(Provided text):
□ □ □ □ □ □ □

Adding a Snowflake Connection

Prerequisites

In order to establish a connection with Snowflake, a user with sufficient permissions is required.
A route between the Zeenea scanner and the database must be open to allow traffic between the two.

note

A configuration template can be downloaded here: Snowflake.conf

Supported Versions

The Snowflake connector has been tested with the cloud version of this service.

Installing the Plugin

From version 54 of the scanner, the Snowflake connector is presented as a plugin.

It can be downloaded here and requires a scanner version 64 or later: Zeenea Connector Downloads.

For more information on how to install a plugin, please refer to the following article: Installing and Configuring Connectors as a Plugin.

note

For users of Java 17 and later, the Snowflake driver use old private Java API. A special option should be added on the scanner command line in order to provide access to this API.

-J--add-opens=java.base/java.nio=ALL-UNNAMED

You can pass it directly to zeenea-scanner. If on Linux, it can be added to the conf/application.ini file. Create it if it doesn't exist already.

Declaring the Connection

Creating and configuring connectors is done through a dedicated configuration file located in the /connections folder of the relevant scanner.

Read more: Managing Connections

In order to establish a connection with Snowflake, specifying the following parameters in the dedicated file is required:

Parameter	Expected Value
`name`	The name that will be displayed to catalog users for this connection
`code`	Unique identifier of the connection on the Zeenea platform. Once registered on the platform, this code must not be modified or the connection will be considered as new and the old one removed from the scanner.

□ □ □ □ □ □ □

(Given entries):

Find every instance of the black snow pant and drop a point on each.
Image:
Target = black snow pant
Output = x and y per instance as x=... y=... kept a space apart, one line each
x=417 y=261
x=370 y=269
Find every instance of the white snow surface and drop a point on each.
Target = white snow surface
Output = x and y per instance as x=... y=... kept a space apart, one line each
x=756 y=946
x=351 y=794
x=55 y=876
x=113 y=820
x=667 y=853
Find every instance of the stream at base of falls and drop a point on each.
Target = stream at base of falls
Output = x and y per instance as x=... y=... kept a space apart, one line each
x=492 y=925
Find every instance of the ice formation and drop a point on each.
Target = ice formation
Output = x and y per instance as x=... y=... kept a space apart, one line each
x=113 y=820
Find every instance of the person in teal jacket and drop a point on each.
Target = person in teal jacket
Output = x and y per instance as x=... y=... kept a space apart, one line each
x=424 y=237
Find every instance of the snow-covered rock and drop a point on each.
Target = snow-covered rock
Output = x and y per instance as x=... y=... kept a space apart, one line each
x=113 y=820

□ □ □ □ □ □ □

(Set task 1): Translate this sentence from the Snowflake connection text into Spanish: "The Snowflake connector has been tested with the cloud version of this service."
(Set task 2):
For each statement, answer yes or no according to the Snowflake connection text, and quote the words that decide it.
(a) The Snowflake connector is presented as a plugin starting with version 54 of the scanner.
(b) The code of a connection may be modified freely after it is registered on the platform.
(c) On Linux, the special Java option can be added to the conf/application.ini file.
(Set task 3): Reproduce everything in the Snowflake connection text from "Declaring the Connection" down to "from the scanner.", switching "dedicated" to "specific".
Base every response on the Snowflake connection text alone.

(Worked solution 1): El conector de Snowflake se ha probado con la versión en la nube de este servicio.

(Worked solution 2):
(a) Yes: "From version 54 of the scanner, the Snowflake connector is presented as a plugin."
(b) No: "Once registered on the platform, this code must not be modified"
(c) Yes: "If on Linux, it can be added to the conf/application.ini file."

(Worked solution 3):
Declaring the Connection

Creating and configuring connectors is done through a specific configuration file located in the /connections folder of the relevant scanner.

Read more: Managing Connections

In order to establish a connection with Snowflake, specifying the following parameters in the specific file is required:

Parameter	Expected Value
`name`	The name that will be displayed to catalog users for this connection
`code`	Unique identifier of the connection on the Zeenea platform. Once registered on the platform, this code must not be modified or the connection will be considered as new and the old one removed from the scanner.